### Selected text
# can someone unilaterally withdraw from account?



## Vanilla (2 Jun 2008)

Have had an enquiry from an African country about renting our holiday home in Kerry. We normally take deposits by e-transfer into our bank account but I am just slightly concerned that this person has sought the account details ( before we said this) and also said they wanted to transfer the money in a hurry. The bookings come from a French website and the payment goes into a French account. I assume it is okay to give the account details, iban etc? Can anyone ever withdraw money from an account without your permission? Bear in mind it is a French account. I will of course contact the bank tomorrow but wonder if anyone knows anything about it in the interim.


----------



## eileen alana (2 Jun 2008)

*Re: can someone unlaterally withdraw from account?*

Trust your instincts and don't give out your bank details until you speak with an official from your bank branch in the morning.


----------



## Brendan Burgess (2 Jun 2008)

*Re: can someone unlaterally withdraw from account?*

Hi Vanilla

This is most likely to be a scam which is reported extensively elsewhere on Askaboutmoney.

No money will be transferred. You may get some form of conditional transfer of an amount in excess of the price and then they will ask you to transfer the difference back to them. 

Brendan


----------



## Ravima (2 Jun 2008)

*Re: can someone unlaterally withdraw from account?*

under no circumsrtances transfer any alleged balance back to them.


----------



## Vanilla (2 Jun 2008)

Ah okay, thanks for that. He gave his phone number which Mr. V tried to ring but it didnt work= the dialling code was 00 22...I tried to google where it was from but it seems common to a few places. We presume it is from a French speaking country but Mr.V says his French isnt very good so who knows? Anyway will see what happens but will of course take the advice and not 'return the excess'.


----------



## ClubMan (2 Jun 2008)

Almost certainly a scam. Avoid like the plague.


----------



## Vanilla (2 Jun 2008)

Thanks for amending the title, I meant to do it...Mr.V says the dialling code is from the Ivory Coast. Funnily enough they want to come very quickly, VERY quickly as in this Thursday. So if a blameless man and another arrive in Kerry on Thursday I will let you know. Won't hold my breath though.


----------



## z103 (2 Jun 2008)

> Anyway will see what happens but will of course take the advice and not 'return the excess'


Or just ignore it and save yourself the time.

I'm constantly getting emails from people who are 'interested in our products' etc...


----------



## DrMoriarty (3 Jun 2008)

### Requirements
(a) Render the listing from the line with "Teacher note: indicate the fern" through the last line of the listing, both ends included, as a Markdown table with columns named Row and Line, leaving out blank lines.
(b) Write the next part of the forum thread about the holiday-home rental enquiry, picking up from its final line.

### Entries shown
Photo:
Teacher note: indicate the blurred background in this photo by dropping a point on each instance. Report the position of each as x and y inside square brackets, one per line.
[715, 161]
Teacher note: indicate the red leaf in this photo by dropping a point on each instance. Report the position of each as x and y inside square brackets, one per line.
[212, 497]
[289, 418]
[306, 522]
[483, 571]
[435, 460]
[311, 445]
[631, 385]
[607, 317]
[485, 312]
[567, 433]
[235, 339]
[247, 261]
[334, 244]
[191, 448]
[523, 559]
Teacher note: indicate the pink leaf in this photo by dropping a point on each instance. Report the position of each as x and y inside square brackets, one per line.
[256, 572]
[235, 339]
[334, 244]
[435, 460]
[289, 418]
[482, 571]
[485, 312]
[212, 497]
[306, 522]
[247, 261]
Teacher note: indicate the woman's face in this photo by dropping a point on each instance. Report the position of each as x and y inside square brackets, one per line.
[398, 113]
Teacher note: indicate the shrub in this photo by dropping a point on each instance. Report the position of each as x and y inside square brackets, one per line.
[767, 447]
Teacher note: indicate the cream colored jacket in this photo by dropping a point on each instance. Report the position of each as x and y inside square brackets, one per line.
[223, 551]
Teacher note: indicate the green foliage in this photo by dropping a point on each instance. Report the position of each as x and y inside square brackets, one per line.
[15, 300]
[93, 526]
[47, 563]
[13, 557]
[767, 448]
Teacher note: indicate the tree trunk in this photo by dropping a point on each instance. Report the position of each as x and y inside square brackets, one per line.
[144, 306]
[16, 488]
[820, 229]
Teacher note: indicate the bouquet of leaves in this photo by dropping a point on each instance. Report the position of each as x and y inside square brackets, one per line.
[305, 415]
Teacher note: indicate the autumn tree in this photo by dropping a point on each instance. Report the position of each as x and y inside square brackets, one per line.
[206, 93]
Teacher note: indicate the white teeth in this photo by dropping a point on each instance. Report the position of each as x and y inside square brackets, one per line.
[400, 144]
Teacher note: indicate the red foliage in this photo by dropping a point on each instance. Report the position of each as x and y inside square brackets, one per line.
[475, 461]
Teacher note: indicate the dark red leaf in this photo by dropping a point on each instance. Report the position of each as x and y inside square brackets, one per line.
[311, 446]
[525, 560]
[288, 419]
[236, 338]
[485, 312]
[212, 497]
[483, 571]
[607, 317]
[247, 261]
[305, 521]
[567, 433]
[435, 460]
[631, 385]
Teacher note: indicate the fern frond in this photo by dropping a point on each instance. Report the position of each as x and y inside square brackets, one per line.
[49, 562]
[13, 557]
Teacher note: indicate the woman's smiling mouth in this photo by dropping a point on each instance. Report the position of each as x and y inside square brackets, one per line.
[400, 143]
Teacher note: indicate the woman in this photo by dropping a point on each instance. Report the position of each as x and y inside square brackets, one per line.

### Task-by-task outputs
(a)
| Row | Line |
|---|---|
| 1 | Teacher note: indicate the fern frond in this photo by dropping a point on each instance. Report the position of each as x and y inside square brackets, one per line. |
| 2 | [49, 562] |
| 3 | [13, 557] |
| 4 | Teacher note: indicate the woman's smiling mouth in this photo by dropping a point on each instance. Report the position of each as x and y inside square brackets, one per line. |
| 5 | [400, 143] |
| 6 | Teacher note: indicate the woman in this photo by dropping a point on each instance. Report the position of each as x and y inside square brackets, one per line. |

(b)
If by any chance it's the only son of the late Minister for Mining and the Interior, Oliver Akubueze, Esq., tell him I'll see him for pints in the Abbey as usual. 

Oh, and he owes me US$24 million.


----------



## ClubMan (3 Jun 2008)

Perhaps it's George Agdgdgwngo again?


----------



## Bronte (3 Jun 2008)

You can see if the telephone number works by trying to use the 0 in the area code, some countries require this as in 00 353 01 ... where normally you drop the 0 in the 01.


----------



## ClubMan (3 Jun 2008)

Why would you bother? If, as seems likely, it is a scam then the last thing you want to do is to make contact with the scammer. Who knows - you may end up on a premium rate line or something like that.


----------



## Vanilla (5 Jun 2008)

I don't want you all to feel bad for being so cynical- I admit I was a little suspicious myself- but alls well that ends well. Our visitor has changed his dates and is now arriving next week, he will be flying into Barcelona, no Paris, no the International Airport. I take it he means Kerry International Airport.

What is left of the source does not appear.